PAGE EXTRACT:
Monday, August 6th, 2007
By Nancy Allen
Grand Lake part of national lake study
First ever survey of the lake will take place Aug. 30
Grand Lake is among 19 lakes in Ohio and 909 across the United States selected in the first ever Survey of the Nation's Lakes, said Grand Lake St. Marys State Manager Craig Morton.
Grand Lake will be surveyed on Aug. 30, he said.
Mandated by Congress and sponsored by the U.S. EPA and U.S. Geological Survey, the survey's purpose is to determine and compare conditions in inland lakes, ponds and reservoirs in the lower 48 states. The state EPA is conducting Ohio's portion of the survey.
"This is going to be one day of testing," Morton told those attending Saturday's Lake Improvement Association meeting in Celina.
Each of the chosen lakes is larger than 10 acres and at least 1 meter deep, said Theresa Merchant-Masonbrink of the Ohio EPA. She called the survey a "snapshot approach," not designed to measure a lake's year-round health, but to take a moment-in-time look at the lakes.
The testing will be done in coastal waters and in streams and rivers that can accommodate waders.
The water data will be analyzed and serve as a baseline for future water samplings. Data from this year's survey is expected to be compiled in 2008, but not analyzed until 2009. The cost is expected to be $6,000 to $8,000 per lake. Biological, ecological and recreational factors all will be measured.
The survey will involve looking at the tiniest of floral and fauna in the waters and the higher levels of organisms, since they are dependent on one another. An example would be zooplankton eats algae, small fish eat the zooplankton, bigger fish eat the smaller fish and so on.
If part of the food chain is missing, a dysfunctional environment exists, Merchant-Masonbrink said.
While some of the equipment to measure water quality in the nationwide survey is costly, one of the most primitive and interesting to Merchant-Masonbrink is the Secchi disk, named after Father Secchi, science adviser to the pope in 1865.
A Secchi disk is a black and white disk attached to a rope or pole that can be lowered into the water. The clarity of the water is measured based on how far it can be lowered into the water and still be seen.
It has been 10 years since the Ohio EPA conducted a water quality study on inland lakes. The study will take a closer look at the state's lakes to identify ones that are impaired and determine how to make them healthy. While lakes will be the focus, attention also will paid to streams draining into them, she said.

PROBLEM SET:
[a] Print the passage of the Grand Lake survey article from "The survey will" to "still be seen.".
[b] Name every person mentioned by name in the Grand Lake survey article.
[c] Write the next part of the Grand Lake survey article, picking up after its final sentence.

MATERIAL SHOWN:

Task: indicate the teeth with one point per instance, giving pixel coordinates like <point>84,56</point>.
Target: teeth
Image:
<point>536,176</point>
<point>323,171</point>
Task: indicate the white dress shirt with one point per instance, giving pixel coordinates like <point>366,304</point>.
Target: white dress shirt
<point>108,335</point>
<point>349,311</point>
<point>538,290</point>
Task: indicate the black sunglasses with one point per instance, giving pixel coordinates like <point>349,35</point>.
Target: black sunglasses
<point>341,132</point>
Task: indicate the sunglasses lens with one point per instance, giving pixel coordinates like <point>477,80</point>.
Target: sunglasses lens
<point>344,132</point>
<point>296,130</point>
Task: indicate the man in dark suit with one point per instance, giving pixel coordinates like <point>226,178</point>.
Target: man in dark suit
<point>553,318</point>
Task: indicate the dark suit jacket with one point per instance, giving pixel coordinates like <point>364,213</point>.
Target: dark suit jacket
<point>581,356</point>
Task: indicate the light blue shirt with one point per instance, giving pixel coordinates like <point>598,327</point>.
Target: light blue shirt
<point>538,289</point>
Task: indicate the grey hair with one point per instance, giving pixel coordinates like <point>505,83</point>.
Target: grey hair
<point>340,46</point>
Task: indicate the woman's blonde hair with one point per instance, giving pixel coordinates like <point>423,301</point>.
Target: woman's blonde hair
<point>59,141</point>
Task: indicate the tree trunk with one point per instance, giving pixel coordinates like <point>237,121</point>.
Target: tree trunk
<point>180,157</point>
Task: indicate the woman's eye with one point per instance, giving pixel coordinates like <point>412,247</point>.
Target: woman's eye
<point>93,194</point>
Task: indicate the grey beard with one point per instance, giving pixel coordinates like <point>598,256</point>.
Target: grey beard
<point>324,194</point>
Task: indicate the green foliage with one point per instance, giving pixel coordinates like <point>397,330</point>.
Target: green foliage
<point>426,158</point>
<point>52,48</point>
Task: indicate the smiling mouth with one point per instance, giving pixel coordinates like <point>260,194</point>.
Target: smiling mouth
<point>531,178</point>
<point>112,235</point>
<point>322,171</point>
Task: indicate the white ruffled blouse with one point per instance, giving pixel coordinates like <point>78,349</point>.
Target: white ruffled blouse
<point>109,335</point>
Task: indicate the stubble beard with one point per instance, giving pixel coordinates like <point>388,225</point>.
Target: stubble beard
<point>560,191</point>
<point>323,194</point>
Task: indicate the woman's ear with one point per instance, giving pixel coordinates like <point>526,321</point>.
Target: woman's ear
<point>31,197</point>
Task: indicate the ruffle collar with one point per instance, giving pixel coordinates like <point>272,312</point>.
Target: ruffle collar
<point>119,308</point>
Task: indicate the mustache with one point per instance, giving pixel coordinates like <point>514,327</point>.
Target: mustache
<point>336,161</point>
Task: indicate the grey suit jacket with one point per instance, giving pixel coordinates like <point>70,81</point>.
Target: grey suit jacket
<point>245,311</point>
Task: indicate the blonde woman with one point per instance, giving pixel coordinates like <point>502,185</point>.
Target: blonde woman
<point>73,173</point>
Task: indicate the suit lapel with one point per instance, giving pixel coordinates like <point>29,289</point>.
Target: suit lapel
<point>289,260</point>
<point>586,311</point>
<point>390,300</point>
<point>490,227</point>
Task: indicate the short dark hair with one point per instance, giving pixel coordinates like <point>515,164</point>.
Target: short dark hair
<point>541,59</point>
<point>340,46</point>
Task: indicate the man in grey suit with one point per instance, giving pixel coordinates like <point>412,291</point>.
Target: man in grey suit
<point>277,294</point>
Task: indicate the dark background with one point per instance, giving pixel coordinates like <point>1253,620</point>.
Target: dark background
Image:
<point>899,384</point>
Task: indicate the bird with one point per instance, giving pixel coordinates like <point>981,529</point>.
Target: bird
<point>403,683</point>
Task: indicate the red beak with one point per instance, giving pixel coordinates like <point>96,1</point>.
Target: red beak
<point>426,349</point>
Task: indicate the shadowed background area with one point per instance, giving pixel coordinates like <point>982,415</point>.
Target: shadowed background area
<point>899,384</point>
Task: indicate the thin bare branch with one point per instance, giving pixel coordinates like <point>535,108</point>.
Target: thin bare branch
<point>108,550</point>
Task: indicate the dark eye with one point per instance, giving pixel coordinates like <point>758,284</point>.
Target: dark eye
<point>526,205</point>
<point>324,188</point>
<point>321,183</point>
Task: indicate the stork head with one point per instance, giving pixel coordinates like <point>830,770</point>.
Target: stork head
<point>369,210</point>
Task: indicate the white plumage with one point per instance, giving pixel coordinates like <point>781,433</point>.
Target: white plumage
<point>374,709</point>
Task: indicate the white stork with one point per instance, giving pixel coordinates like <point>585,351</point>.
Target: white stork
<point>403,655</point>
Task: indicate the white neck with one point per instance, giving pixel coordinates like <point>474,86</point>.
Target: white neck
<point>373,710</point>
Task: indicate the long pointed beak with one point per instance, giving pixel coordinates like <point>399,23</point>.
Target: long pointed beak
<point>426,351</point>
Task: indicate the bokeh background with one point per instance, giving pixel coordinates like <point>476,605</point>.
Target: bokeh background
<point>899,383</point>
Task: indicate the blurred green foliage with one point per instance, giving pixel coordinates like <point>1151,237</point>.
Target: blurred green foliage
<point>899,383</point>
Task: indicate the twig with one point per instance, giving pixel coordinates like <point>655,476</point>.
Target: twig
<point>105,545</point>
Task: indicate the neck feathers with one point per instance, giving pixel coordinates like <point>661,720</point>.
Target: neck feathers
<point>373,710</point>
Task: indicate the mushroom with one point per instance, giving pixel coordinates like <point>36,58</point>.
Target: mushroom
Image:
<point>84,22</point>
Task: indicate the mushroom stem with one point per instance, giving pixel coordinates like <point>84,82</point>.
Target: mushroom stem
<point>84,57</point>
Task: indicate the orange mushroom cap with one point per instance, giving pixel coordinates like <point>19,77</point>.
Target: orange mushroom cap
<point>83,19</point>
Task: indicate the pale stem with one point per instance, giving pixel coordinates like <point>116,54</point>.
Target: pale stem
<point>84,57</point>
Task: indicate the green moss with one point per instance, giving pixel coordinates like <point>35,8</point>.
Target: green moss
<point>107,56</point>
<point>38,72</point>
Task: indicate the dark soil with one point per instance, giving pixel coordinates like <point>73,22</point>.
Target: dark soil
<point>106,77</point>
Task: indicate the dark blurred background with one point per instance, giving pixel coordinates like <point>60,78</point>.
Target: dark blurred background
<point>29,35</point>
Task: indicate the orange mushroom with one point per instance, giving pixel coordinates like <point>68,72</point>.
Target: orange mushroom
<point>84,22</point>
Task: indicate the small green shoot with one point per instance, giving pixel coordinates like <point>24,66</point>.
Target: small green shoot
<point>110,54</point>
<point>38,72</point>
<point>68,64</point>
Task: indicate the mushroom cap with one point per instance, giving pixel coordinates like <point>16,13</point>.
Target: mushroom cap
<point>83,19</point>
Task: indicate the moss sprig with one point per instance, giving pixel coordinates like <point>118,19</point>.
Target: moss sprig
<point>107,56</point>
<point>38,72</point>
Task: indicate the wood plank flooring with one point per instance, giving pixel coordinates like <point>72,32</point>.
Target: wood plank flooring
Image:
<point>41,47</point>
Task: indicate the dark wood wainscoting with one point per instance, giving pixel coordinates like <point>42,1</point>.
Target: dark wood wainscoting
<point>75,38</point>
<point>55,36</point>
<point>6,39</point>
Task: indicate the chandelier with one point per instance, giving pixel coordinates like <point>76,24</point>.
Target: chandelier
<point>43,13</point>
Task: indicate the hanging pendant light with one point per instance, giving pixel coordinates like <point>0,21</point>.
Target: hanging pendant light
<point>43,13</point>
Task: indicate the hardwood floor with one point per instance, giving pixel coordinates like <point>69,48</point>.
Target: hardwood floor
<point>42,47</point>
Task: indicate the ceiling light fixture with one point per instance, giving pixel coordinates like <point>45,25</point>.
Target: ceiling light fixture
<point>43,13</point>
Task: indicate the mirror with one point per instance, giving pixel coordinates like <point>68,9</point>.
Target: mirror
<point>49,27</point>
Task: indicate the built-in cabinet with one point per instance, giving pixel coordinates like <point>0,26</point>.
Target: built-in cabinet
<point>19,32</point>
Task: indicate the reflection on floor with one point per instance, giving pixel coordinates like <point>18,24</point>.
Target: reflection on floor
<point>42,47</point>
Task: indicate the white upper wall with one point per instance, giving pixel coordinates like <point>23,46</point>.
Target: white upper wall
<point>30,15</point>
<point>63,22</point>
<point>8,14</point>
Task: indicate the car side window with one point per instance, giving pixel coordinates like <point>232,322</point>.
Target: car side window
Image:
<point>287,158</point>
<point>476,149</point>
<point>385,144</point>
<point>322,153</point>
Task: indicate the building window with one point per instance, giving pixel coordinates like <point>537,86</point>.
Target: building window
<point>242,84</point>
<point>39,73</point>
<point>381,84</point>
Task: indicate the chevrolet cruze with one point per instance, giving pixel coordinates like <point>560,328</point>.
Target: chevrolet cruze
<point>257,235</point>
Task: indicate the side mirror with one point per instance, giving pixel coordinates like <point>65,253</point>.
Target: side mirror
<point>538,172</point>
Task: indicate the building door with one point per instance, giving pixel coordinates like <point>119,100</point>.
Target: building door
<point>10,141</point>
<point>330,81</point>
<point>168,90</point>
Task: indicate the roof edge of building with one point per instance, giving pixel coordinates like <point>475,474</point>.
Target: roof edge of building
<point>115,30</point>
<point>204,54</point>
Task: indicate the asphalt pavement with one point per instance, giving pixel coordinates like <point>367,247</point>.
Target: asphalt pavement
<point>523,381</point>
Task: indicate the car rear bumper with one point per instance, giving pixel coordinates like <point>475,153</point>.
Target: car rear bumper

ANSWER SECTION:
[a]
The survey will involve looking at the tiniest of floral and fauna in the waters and the higher levels of organisms, since they are dependent on one another. An example would be zooplankton eats algae, small fish eat the zooplankton, bigger fish eat the smaller fish and so on.
If part of the food chain is missing, a dysfunctional environment exists, Merchant-Masonbrink said.
While some of the equipment to measure water quality in the nationwide survey is costly, one of the most primitive and interesting to Merchant-Masonbrink is the Secchi disk, named after Father Secchi, science adviser to the pope in 1865.
A Secchi disk is a black and white disk attached to a rope or pole that can be lowered into the water. The clarity of the water is measured based on how far it can be lowered into the water and still be seen.

[b] Nancy Allen, Craig Morton, Theresa Merchant-Masonbrink, Father Secchi

[c]
Also during the LIA meeting, Morton reported he is starting to get reports of boats hitting stumps and not being able to get out of channels due to the dropping water level.
As of last week, the lake's level was 5-6 inches below normal pool, though this past weekend's rain may have brought the level up a bit.
State beach water samples continue to produce low bacteria levels, he said. Samples this year so far have produced no readings that were above safety levels for swimming.
Income from the state park's campground and camp store are both up this year, Morton said, adding it also has been a good year for safety with no major accidents.
In other business:
• Bar Stool Open chairwoman Deb Hoersting reported the LIA's putt-putt golf fundraiser set for Aug. 11 is sold out, with a total of 171 teams and 684 players registered. This year 33 hole sponsors will participate, eight more than last year, and there will be more than 190 door prizes donated by local businesses, organizations and individuals, Hoersting said.
• LIA member Theresa Howick said she intends to contact the city of Celina about a large area recently planted in grass near the Rotary lighthouse on south Main Street. She said no straw has been spread on the ground and top soil has been running off the area into a nearby drain every time it is watered.
• OSU Extension official Jim Hoorman will talk about winter cover crop planting in the Grand Lake Watershed at the next Lake Restoration Committee meeting at 7:30 p.m. Aug. 20 at the Loyal Order of the Moose Lodge in Celina.
• The next LIA meeting is 10 a.m. Sept. 1 at the Moose Lodge.